- **Work instruction**: Reproduce the blog post about the scheduled surgery word for word, from start to finish.

- **Document passage**:
Monday, October 13, 2008

10/13/2008: Surgery Scheduled


MY SURGERY IS SCHEDULED FOR DEC. 17. That's right … two days before my 27th birthday!

Happy birthday to me! Happy birthday to me! I finally will have boobies that are big and squish-y.

This past week I met with my oncologist, Dr. David Heyer and touched base with him now that my radiation is over. He examined my expander implants, lymph nodes (neck, groin, armpits and stomach) and how my skin is healing. He was shocked at how well my body is bouncing back. He still calls me his Bionic Woman.

We discussed a multitude of options for my preventative regimen and the medications I am currently taking. The problem is that most studies that have been conducted have been done on women who are twice my age. I am only +2 estrogen positive, which is extremely low, however it is enough to constitute hormone therapy. My situation is so different and my doctors are doing everything in their power to take all the necessary precautions and read between the lines when it comes to my stats. The next phase of my journey is a 5-year regimen of Tamoxifen. This is a hormone therapy that suppresses estrogen in my body. I always knew I was way too girly!

So now I have night sweats again, severe mood swings and basically feel nauseous 24/7. Let's just say that I'm a real joy! Additionally, Dr. Heyer and I had a mini-therapy session where I told him about how in 2005 I went through a traumatic experience and went on an anti-anxiety medication to help me gain weight. Coincidentally, my current medication does not mesh well with the Tamoxifen. So, he switched that medication to something new and cut it in half (eventually wanting me off the anti-anxiety medication completely). It's difficult to tell what medication is causing what side effect, but I feel pretty crummy.

I suppose the only good side effect is the fact that the seven pounds I had gained during chemotherapy has literally melted away over the course of last week. Let's just hope it stops and doesn't continue the drastic plummeting. I know I have the Victoria Beckham haircut (Or rather she has mine. I'm such a trendsetter!), but I don't want the skeletal frame.

Other than the medication side effects, brick-hard boobs, doctors appointments, imaging, two-toned skin, curling hair and the fact that my new clothes don't fit now … I am doing well. I am reclaiming my life by throwing myself back into work and my thesis. I am surprisingly happier than I have been in a long time. I know that the road is still long, but instead of dragging my feet with my head hung and kicking pebbles, I find myself skipping with my face upward toward the illuminating sunshine.

- **Dataset**:

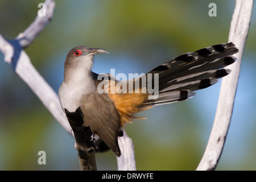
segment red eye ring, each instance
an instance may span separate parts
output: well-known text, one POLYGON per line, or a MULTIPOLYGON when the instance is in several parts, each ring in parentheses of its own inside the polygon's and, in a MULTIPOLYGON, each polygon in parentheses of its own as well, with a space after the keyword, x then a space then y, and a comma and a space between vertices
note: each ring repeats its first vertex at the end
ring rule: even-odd
POLYGON ((82 52, 80 50, 76 50, 74 52, 74 55, 75 55, 76 56, 79 56, 82 54, 82 52))

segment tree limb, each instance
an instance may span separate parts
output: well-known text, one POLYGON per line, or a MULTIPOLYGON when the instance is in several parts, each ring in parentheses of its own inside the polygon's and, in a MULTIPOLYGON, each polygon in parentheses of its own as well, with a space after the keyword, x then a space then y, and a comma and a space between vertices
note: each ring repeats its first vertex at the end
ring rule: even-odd
MULTIPOLYGON (((52 89, 52 88, 44 80, 43 77, 36 71, 32 64, 28 56, 23 51, 23 48, 28 47, 35 39, 39 34, 44 29, 49 20, 51 19, 55 7, 55 3, 53 0, 46 0, 44 3, 46 6, 46 16, 37 16, 35 20, 30 24, 30 26, 14 40, 7 41, 0 34, 0 50, 5 55, 5 61, 9 63, 14 72, 15 72, 31 89, 33 92, 38 97, 42 102, 44 104, 48 110, 53 116, 59 123, 71 135, 73 135, 71 132, 71 127, 67 119, 65 114, 63 111, 57 94, 52 89)), ((89 133, 86 133, 89 134, 89 133)), ((82 134, 85 135, 85 133, 82 134)), ((88 135, 89 135, 88 134, 88 135)), ((128 136, 126 135, 126 137, 128 136)), ((119 139, 120 140, 120 139, 119 139)), ((120 146, 121 150, 127 146, 132 147, 131 140, 125 140, 125 138, 121 139, 122 146, 120 146), (127 145, 125 144, 127 143, 127 145)), ((82 142, 80 142, 77 147, 78 149, 82 148, 81 145, 82 142)), ((83 155, 83 151, 78 150, 79 156, 80 157, 83 155)), ((131 150, 133 151, 133 150, 131 150)), ((123 152, 122 158, 126 159, 127 163, 134 163, 135 165, 134 158, 129 158, 126 156, 126 152, 123 152), (130 160, 133 160, 130 161, 130 160)), ((133 156, 134 156, 134 154, 133 156)), ((94 154, 93 154, 94 155, 94 154)), ((93 163, 93 159, 95 160, 95 156, 93 155, 89 156, 90 159, 89 162, 93 163)), ((130 155, 129 153, 129 155, 130 155)), ((119 160, 118 160, 118 169, 130 169, 126 167, 126 163, 120 164, 119 160), (122 167, 122 165, 124 165, 122 167)), ((81 169, 86 169, 83 167, 83 163, 85 162, 83 160, 80 160, 80 166, 81 169), (81 165, 82 166, 81 166, 81 165)), ((93 165, 92 165, 93 166, 93 165)), ((97 169, 96 166, 88 169, 97 169)), ((134 169, 131 168, 131 169, 134 169)))
POLYGON ((118 137, 118 144, 122 154, 120 157, 117 157, 118 170, 136 171, 133 142, 125 131, 123 136, 118 137))
POLYGON ((196 170, 214 170, 220 160, 232 115, 238 82, 242 56, 250 26, 253 0, 237 0, 229 31, 229 42, 239 49, 237 61, 229 66, 232 70, 222 78, 217 111, 210 137, 196 170))

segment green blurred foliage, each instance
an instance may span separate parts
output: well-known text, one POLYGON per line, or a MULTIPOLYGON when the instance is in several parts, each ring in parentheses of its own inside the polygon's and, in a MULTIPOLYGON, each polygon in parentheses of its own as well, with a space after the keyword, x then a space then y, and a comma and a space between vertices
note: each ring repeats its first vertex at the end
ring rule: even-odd
MULTIPOLYGON (((73 47, 110 52, 96 57, 96 72, 109 72, 110 68, 116 68, 116 73, 145 72, 185 52, 226 42, 235 5, 231 0, 55 2, 51 22, 26 52, 56 92, 65 56, 73 47), (217 17, 208 16, 210 2, 217 5, 217 17)), ((40 2, 1 1, 0 33, 12 39, 23 32, 35 19, 40 2)), ((255 88, 250 84, 256 78, 255 16, 254 13, 242 66, 243 82, 220 170, 256 169, 255 88)), ((134 144, 138 169, 196 169, 210 132, 219 87, 200 90, 184 103, 138 114, 148 119, 136 119, 126 127, 134 144)), ((0 54, 0 170, 79 170, 74 142, 0 54), (40 150, 46 152, 46 165, 38 164, 40 150)), ((96 158, 98 169, 117 169, 111 151, 96 158)))

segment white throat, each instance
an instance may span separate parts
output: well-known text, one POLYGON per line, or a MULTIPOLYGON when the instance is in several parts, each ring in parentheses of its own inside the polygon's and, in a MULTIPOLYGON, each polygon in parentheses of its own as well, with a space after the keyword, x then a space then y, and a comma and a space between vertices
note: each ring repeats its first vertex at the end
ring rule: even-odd
POLYGON ((63 111, 66 108, 69 112, 75 111, 83 104, 82 97, 96 90, 92 76, 92 57, 85 57, 82 61, 72 63, 73 64, 77 63, 74 65, 65 65, 64 80, 59 90, 59 98, 63 111))

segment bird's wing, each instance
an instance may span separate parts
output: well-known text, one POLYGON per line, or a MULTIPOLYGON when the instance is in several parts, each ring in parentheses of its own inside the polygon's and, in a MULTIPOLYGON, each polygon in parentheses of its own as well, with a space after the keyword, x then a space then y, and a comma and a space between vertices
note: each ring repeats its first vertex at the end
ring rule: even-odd
POLYGON ((121 155, 118 136, 121 131, 120 115, 112 100, 106 94, 96 92, 82 99, 84 126, 89 126, 118 156, 121 155))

- **Completed exercise**:
Monday, October 13, 2008

10/13/2008: Surgery Scheduled


MY SURGERY IS SCHEDULED FOR DEC. 17. That's right … two days before my 27th birthday!

Happy birthday to me! Happy birthday to me! I finally will have boobies that are big and squish-y.

This past week I met with my oncologist, Dr. David Heyer and touched base with him now that my radiation is over. He examined my expander implants, lymph nodes (neck, groin, armpits and stomach) and how my skin is healing. He was shocked at how well my body is bouncing back. He still calls me his Bionic Woman.

We discussed a multitude of options for my preventative regimen and the medications I am currently taking. The problem is that most studies that have been conducted have been done on women who are twice my age. I am only +2 estrogen positive, which is extremely low, however it is enough to constitute hormone therapy. My situation is so different and my doctors are doing everything in their power to take all the necessary precautions and read between the lines when it comes to my stats. The next phase of my journey is a 5-year regimen of Tamoxifen. This is a hormone therapy that suppresses estrogen in my body. I always knew I was way too girly!

So now I have night sweats again, severe mood swings and basically feel nauseous 24/7. Let's just say that I'm a real joy! Additionally, Dr. Heyer and I had a mini-therapy session where I told him about how in 2005 I went through a traumatic experience and went on an anti-anxiety medication to help me gain weight. Coincidentally, my current medication does not mesh well with the Tamoxifen. So, he switched that medication to something new and cut it in half (eventually wanting me off the anti-anxiety medication completely). It's difficult to tell what medication is causing what side effect, but I feel pretty crummy.

I suppose the only good side effect is the fact that the seven pounds I had gained during chemotherapy has literally melted away over the course of last week. Let's just hope it stops and doesn't continue the drastic plummeting. I know I have the Victoria Beckham haircut (Or rather she has mine. I'm such a trendsetter!), but I don't want the skeletal frame.

Other than the medication side effects, brick-hard boobs, doctors appointments, imaging, two-toned skin, curling hair and the fact that my new clothes don't fit now … I am doing well. I am reclaiming my life by throwing myself back into work and my thesis. I am surprisingly happier than I have been in a long time. I know that the road is still long, but instead of dragging my feet with my head hung and kicking pebbles, I find myself skipping with my face upward toward the illuminating sunshine.